[Work instruction]
Search the material below for the string "give". Return every line that holds it.

[Source material]
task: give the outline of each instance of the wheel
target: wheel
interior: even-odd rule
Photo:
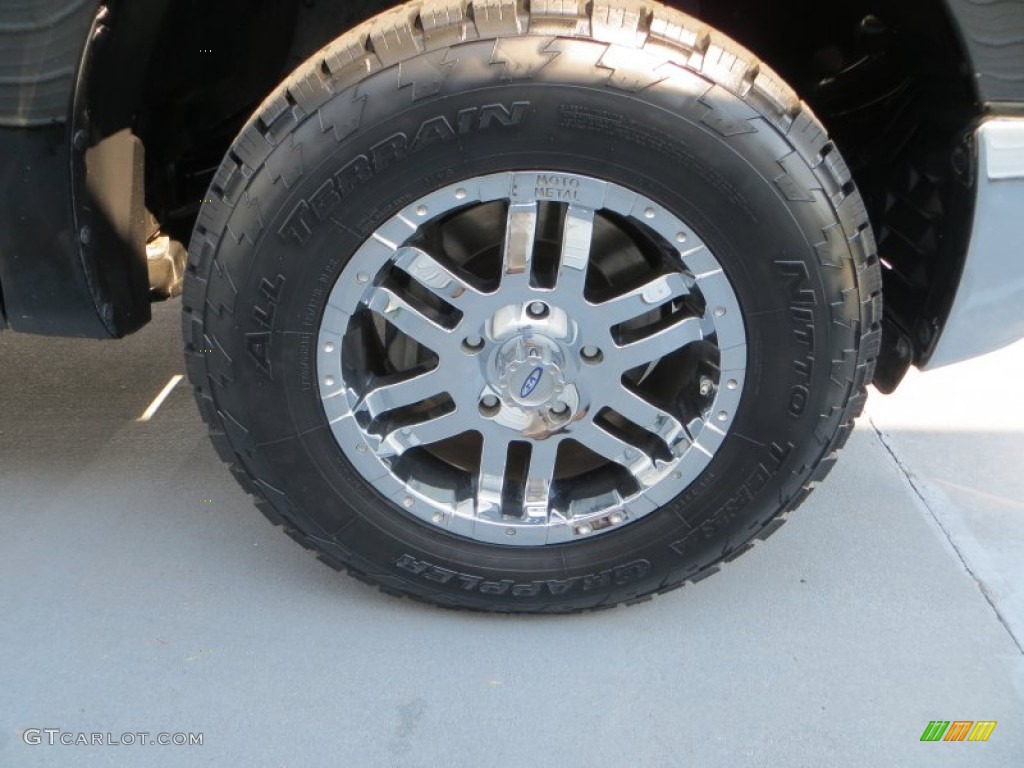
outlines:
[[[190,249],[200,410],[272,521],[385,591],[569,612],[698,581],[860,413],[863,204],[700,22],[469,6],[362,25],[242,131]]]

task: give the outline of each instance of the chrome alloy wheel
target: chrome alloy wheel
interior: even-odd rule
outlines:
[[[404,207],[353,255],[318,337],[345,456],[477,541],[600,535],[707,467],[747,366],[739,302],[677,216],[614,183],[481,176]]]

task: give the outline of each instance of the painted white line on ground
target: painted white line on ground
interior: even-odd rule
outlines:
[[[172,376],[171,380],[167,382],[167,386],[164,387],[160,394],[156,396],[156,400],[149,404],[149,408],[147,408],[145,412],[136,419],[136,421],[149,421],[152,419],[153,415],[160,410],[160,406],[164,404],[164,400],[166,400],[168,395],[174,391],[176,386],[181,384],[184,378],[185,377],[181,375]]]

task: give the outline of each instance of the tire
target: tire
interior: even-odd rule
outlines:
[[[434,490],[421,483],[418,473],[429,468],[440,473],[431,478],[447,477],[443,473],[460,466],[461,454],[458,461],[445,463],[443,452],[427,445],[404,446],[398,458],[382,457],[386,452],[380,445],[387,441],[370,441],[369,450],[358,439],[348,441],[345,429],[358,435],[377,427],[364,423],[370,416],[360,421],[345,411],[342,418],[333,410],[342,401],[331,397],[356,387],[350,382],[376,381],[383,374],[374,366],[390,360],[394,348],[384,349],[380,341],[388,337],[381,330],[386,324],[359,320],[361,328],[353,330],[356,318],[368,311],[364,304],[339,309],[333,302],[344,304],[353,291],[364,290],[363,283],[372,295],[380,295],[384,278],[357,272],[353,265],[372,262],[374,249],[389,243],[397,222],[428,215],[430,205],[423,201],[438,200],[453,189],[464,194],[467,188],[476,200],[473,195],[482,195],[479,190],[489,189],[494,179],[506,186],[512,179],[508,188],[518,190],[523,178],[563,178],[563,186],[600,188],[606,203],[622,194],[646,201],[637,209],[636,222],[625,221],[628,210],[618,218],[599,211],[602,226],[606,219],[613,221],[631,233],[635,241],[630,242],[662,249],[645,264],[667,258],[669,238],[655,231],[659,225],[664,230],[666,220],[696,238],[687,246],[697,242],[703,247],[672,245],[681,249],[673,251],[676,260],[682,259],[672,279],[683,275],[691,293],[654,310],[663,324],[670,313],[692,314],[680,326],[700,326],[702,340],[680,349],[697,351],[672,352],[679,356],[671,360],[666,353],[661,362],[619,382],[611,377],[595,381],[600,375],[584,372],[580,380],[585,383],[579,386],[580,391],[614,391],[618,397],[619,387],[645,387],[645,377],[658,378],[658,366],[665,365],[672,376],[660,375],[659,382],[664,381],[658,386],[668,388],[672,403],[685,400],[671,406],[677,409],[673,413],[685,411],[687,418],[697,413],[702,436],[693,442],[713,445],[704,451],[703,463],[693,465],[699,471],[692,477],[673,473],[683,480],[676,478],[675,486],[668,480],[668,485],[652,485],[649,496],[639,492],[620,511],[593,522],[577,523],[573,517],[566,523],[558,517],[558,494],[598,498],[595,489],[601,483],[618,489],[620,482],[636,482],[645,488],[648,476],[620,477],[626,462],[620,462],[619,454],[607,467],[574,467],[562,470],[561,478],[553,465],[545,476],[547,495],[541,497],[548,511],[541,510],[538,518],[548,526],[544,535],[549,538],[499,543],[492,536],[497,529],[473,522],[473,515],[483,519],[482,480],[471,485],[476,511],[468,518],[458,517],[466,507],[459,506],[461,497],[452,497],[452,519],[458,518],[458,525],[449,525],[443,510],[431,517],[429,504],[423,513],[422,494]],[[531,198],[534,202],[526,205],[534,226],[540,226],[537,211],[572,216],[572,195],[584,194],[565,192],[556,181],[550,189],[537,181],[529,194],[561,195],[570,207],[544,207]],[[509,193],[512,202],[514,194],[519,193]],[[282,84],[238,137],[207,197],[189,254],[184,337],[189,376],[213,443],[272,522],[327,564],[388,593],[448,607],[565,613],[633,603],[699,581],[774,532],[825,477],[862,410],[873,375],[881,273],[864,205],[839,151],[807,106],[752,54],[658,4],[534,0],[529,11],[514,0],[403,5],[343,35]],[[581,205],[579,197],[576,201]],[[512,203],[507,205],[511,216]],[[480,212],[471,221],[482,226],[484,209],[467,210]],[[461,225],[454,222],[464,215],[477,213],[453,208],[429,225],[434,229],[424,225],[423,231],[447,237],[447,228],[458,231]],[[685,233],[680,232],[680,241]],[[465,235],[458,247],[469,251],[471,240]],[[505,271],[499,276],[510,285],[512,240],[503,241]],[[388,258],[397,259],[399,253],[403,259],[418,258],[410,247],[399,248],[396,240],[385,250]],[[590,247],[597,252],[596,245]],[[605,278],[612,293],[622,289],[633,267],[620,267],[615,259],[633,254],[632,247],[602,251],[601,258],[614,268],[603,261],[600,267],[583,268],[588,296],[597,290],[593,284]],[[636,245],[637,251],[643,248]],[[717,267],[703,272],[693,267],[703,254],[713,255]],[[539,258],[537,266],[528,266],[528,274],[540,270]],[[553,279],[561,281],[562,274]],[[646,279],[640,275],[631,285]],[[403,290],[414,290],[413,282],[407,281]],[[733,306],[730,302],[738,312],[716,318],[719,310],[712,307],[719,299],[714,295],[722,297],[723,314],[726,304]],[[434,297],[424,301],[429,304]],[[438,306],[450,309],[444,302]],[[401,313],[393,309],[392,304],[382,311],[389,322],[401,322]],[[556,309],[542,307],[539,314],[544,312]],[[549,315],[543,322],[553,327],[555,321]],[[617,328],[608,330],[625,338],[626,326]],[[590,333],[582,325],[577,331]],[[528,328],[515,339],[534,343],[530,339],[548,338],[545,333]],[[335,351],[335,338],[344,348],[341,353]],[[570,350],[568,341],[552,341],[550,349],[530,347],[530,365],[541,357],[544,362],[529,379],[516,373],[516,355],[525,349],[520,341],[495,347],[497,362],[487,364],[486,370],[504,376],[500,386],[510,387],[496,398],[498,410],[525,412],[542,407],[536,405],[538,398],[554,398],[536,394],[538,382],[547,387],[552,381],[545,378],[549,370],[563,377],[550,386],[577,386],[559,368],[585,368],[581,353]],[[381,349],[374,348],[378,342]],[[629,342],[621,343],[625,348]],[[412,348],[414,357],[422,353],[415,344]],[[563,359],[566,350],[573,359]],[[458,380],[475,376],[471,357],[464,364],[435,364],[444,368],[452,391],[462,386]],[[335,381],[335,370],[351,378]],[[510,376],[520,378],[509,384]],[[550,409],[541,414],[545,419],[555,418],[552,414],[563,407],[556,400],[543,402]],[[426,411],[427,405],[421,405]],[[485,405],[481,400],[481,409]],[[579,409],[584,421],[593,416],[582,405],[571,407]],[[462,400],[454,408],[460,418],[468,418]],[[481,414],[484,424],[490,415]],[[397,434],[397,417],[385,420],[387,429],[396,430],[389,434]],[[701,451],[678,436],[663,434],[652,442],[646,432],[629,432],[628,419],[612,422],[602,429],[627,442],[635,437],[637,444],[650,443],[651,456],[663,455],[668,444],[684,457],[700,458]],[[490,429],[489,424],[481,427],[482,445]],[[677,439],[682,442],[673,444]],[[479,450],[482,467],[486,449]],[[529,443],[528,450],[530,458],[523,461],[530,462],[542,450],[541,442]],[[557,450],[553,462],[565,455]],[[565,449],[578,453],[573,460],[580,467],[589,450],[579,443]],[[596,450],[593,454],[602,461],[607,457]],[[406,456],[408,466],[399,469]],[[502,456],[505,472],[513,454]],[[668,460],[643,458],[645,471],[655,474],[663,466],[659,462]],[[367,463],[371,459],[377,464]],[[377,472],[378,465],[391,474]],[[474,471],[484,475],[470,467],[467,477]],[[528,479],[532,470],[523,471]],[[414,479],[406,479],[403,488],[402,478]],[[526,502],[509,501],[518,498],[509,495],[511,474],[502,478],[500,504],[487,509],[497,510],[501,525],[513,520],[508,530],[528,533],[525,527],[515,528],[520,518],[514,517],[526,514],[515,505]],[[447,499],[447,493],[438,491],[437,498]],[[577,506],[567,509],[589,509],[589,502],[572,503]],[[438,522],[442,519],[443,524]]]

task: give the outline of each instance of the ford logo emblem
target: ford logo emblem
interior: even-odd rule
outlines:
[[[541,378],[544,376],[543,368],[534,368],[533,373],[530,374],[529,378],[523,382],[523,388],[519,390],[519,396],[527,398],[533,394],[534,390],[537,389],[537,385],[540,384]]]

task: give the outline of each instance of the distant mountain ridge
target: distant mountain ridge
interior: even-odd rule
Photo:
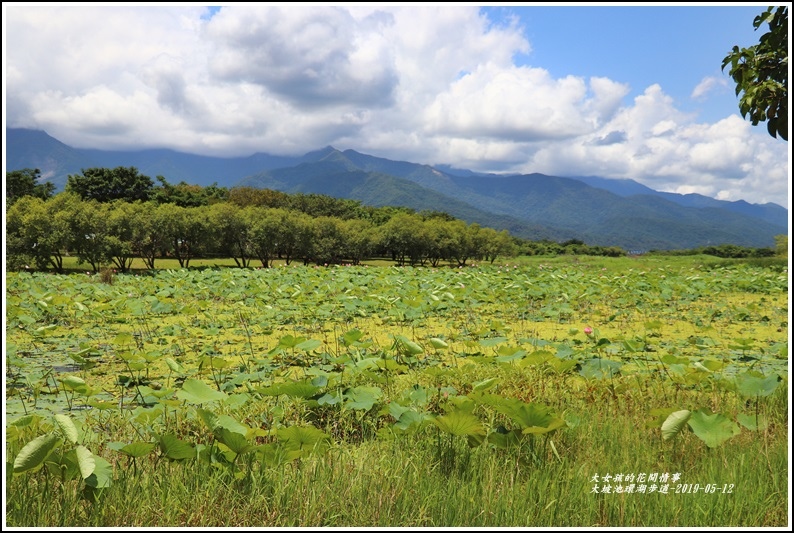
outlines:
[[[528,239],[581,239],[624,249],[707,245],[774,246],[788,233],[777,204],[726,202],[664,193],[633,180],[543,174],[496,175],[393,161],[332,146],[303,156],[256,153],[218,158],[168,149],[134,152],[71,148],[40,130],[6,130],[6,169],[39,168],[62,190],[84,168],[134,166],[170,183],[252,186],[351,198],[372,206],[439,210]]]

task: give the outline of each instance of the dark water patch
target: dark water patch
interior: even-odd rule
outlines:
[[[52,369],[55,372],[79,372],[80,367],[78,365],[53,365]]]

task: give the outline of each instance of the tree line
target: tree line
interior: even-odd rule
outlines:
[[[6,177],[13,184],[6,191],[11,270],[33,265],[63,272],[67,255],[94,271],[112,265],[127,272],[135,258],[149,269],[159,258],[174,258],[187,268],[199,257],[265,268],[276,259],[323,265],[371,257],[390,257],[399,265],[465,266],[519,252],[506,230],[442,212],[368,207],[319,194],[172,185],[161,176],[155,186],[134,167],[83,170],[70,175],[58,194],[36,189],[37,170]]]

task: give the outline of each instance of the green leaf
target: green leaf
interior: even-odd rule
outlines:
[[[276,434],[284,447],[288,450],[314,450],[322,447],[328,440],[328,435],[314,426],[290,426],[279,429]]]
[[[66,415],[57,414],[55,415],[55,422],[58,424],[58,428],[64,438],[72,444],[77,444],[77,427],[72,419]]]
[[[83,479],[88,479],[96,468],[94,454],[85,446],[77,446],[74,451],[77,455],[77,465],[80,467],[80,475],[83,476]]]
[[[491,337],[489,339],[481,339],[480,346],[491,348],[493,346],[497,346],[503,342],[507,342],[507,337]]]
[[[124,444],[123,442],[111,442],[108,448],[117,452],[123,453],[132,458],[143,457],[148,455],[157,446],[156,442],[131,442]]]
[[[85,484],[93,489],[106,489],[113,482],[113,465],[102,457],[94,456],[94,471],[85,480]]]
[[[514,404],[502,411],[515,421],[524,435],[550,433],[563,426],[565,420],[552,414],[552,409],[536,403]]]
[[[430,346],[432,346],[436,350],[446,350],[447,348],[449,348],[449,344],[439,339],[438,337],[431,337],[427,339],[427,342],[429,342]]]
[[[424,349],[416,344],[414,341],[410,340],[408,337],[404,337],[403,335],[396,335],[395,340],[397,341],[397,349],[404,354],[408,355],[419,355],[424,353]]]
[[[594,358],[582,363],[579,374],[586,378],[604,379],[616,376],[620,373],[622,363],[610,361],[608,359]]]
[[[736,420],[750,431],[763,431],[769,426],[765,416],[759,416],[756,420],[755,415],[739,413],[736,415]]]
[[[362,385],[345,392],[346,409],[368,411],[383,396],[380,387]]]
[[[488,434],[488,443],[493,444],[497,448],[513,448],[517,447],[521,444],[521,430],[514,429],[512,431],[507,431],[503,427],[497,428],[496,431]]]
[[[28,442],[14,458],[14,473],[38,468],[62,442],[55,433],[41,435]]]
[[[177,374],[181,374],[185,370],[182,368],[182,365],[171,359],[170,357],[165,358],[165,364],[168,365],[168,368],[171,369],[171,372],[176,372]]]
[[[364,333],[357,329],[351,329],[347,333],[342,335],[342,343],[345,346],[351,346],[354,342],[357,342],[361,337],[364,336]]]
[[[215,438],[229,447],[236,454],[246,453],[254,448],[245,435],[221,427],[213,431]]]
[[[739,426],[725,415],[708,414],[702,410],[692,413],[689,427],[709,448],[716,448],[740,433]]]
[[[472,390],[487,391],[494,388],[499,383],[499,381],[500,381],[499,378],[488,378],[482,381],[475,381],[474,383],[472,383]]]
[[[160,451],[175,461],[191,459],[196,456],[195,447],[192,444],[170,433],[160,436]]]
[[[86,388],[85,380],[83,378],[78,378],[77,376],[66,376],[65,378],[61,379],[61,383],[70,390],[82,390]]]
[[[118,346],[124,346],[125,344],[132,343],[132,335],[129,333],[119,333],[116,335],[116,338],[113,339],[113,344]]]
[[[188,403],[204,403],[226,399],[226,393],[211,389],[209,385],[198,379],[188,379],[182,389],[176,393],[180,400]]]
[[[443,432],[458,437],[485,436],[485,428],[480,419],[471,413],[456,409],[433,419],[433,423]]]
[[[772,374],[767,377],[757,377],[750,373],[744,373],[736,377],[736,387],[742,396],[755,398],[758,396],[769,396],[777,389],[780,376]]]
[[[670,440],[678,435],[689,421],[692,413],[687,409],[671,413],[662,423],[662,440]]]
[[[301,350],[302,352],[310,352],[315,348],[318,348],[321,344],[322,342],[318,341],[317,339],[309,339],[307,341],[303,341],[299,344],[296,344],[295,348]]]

[Solution for this exercise]
task: give the outline of each instance of the wheel
task: give the outline of each instance of the chrome alloy wheel
task: give the outline of each instance of the painted white line on ground
task: give the outline of each instance of the tire
task: give the outline of each instance of the ford logo emblem
task: give the outline of each instance of the distant mountain ridge
task: give the outline of each instance of the dark water patch
task: give the outline of each instance of the tree line
task: give the outline of each instance of the green leaf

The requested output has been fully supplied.